··· Extrait à lire ···
Ouverture de la séance royale

MM. les sénateurs et les représentants se sont réunis hier, à midi, sous la présidence de M. le comte de Quarré, sénateur, doyen d’âge, dans la salle où MM. les représentants tiennent ordinairement leurs séances.

Cette salle, dont on connaît l’élégante simplicité, a reçu quelques modifications dans sa décoration. Les tribunes réservées, établies à la hâte au commencement de la révolution, et dont la charpente avait été cachée sous une toile grossière, ont fait place à des tribunes de même dimension, mais disposées et décorées de manière à être en harmonie avec le reste des ornements de la salle, et surtout avec les banquettes où siégent MM. les représentants. Les draperies vertes qui les recouvrent, arrangées avec beaucoup de goût, donnent de la légèreté à leur construction, et sauvent, autant qu’il était possible, l’irrégularité de la coupure d’une colonnade.

Au-dessous de ces mêmes tribunes réservées, est une place circulaire qui, auparavant inutile et obscure, est rendue à la lumière et disposée de façon à recevoir de nombreux auditeurs ; des dames, élégamment mises, l’occupaient exclusivement hier, et l’éclat de leur toilette ajoutait à l’éclat de la réunion sans lui rien ôter de ce qu’elle avait d’imposant.
··· Enregistrements présentés ···
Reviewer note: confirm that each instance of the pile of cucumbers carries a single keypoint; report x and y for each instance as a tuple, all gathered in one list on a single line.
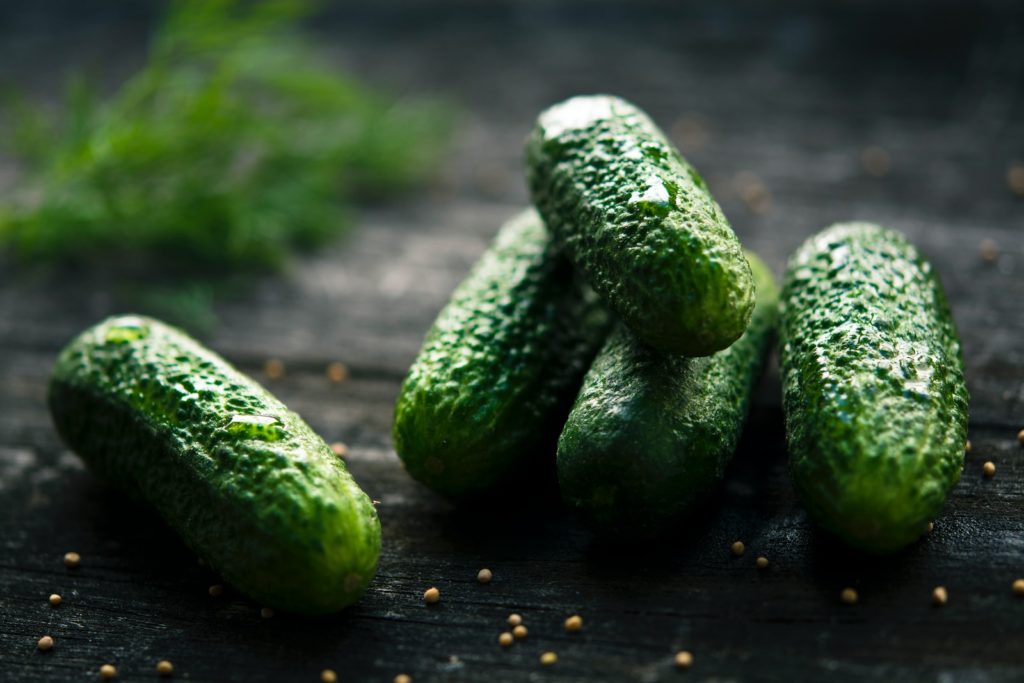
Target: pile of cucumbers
[(619, 325), (622, 326)]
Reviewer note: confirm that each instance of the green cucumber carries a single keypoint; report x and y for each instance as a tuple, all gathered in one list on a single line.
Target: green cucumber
[(244, 481), (640, 224), (652, 432), (489, 391), (875, 398)]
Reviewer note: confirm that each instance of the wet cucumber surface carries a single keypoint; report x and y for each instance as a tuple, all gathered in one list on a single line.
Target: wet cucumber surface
[(875, 397), (487, 395), (241, 478), (650, 433), (640, 224)]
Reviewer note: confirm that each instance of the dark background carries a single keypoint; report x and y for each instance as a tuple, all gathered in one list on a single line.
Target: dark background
[(775, 105)]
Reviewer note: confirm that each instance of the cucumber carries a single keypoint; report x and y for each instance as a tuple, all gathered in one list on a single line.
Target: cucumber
[(875, 398), (243, 480), (487, 394), (652, 432), (640, 224)]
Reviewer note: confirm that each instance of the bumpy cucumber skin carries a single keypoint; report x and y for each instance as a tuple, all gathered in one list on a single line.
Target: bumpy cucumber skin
[(264, 502), (640, 224), (497, 375), (651, 433), (876, 402)]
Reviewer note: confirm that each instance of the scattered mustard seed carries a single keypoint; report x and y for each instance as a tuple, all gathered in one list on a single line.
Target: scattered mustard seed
[(337, 372), (273, 369)]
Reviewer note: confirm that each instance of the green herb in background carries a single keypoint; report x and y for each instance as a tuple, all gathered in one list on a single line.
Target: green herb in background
[(233, 145)]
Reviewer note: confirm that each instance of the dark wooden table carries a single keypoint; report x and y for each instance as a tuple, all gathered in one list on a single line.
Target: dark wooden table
[(776, 109)]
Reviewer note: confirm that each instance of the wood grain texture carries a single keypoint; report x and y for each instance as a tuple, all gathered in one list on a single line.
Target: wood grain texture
[(793, 97)]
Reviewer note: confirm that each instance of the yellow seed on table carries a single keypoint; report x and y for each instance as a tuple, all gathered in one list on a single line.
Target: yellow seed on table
[(337, 372), (989, 250), (273, 369)]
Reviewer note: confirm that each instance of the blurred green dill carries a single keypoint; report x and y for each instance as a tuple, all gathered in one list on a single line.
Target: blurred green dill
[(231, 147)]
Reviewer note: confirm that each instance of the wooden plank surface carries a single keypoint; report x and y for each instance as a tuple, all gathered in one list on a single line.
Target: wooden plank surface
[(793, 97)]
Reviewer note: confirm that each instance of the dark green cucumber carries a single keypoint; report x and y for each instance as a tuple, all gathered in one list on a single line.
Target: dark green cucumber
[(651, 432), (876, 403), (498, 372), (640, 224), (243, 480)]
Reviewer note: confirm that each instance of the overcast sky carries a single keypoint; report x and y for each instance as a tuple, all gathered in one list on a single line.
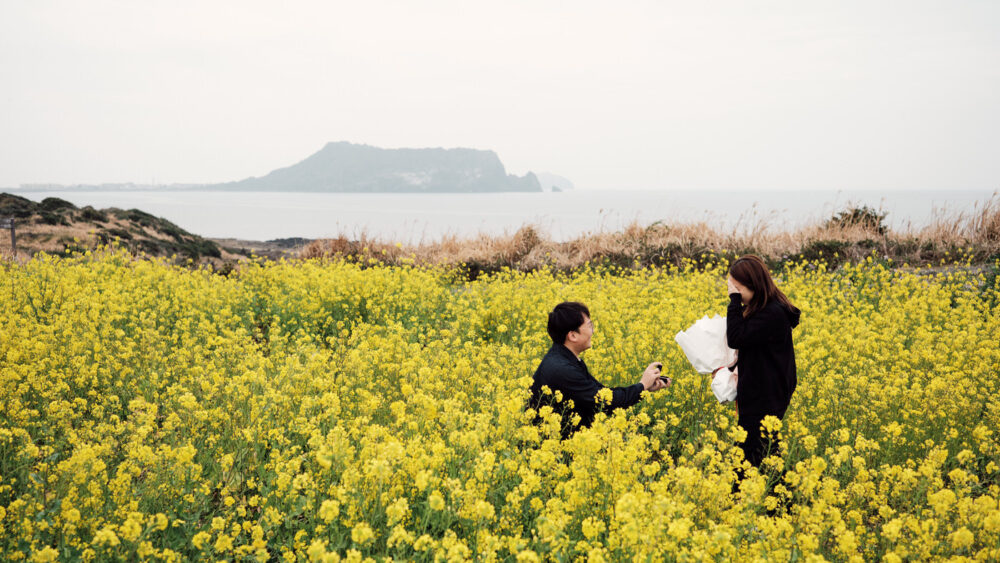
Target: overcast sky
[(625, 95)]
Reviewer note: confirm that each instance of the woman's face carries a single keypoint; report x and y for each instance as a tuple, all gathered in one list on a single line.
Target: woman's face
[(746, 294)]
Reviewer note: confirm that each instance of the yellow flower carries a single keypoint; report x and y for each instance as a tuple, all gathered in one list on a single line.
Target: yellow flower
[(435, 500), (45, 555), (362, 534), (329, 510)]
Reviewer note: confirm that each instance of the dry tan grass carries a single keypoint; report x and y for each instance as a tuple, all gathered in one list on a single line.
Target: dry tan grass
[(659, 243)]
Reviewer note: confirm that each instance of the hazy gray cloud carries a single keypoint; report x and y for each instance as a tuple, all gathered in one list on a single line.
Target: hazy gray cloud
[(846, 94)]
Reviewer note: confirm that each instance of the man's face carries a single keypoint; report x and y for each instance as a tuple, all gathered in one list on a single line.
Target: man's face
[(580, 338)]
···
Série d'exercices.
**A)** Recopiez fidèlement le passage de l'extrait sur la séance royale qui débute aux mots « MM. les sénateurs » et s'achève après les mots « ordinairement leurs séances. ».
**B)** Prolongez l'extrait sur la séance royale au-delà de sa dernière phrase.
Les enregistrements ne servent pas ici.

Exercices corrigés.
**A)**
MM. les sénateurs et les représentants se sont réunis hier, à midi, sous la présidence de M. le comte de Quarré, sénateur, doyen d’âge, dans la salle où MM. les représentants tiennent ordinairement leurs séances.

**B)**
Les tribunes spécialement destinées au corps diplomatique et aux sénateurs étaient remplies des agents des puissances étrangères, et notamment de ceux de la France, de l’Angleterre, de l’Autriche, de la Prusse, de l’Amérique, de l’Espagne et du Portugal.

Les tribunes publiques, comme il arrive toujours dans ces solennités, n’étaient pas assez vastes pour contenir tous ceux qui se sont présentes pour assister à la cérémonie.

MM de Muelenaere, Ernst, d’Huart, Willmar et de Theux sont au banc des ministres.

A midi et demi, M. le président, comte de Quarré, assisté de MM. Dechamps et Kervyn, représentants, remplissant les fonctions de secrétaires, tire au sort les noms de MM. les sénateurs et de MM. les représentants composant la députation qui doit aller recevoir le Roi à son entrée dans le palais de la représentation nationale.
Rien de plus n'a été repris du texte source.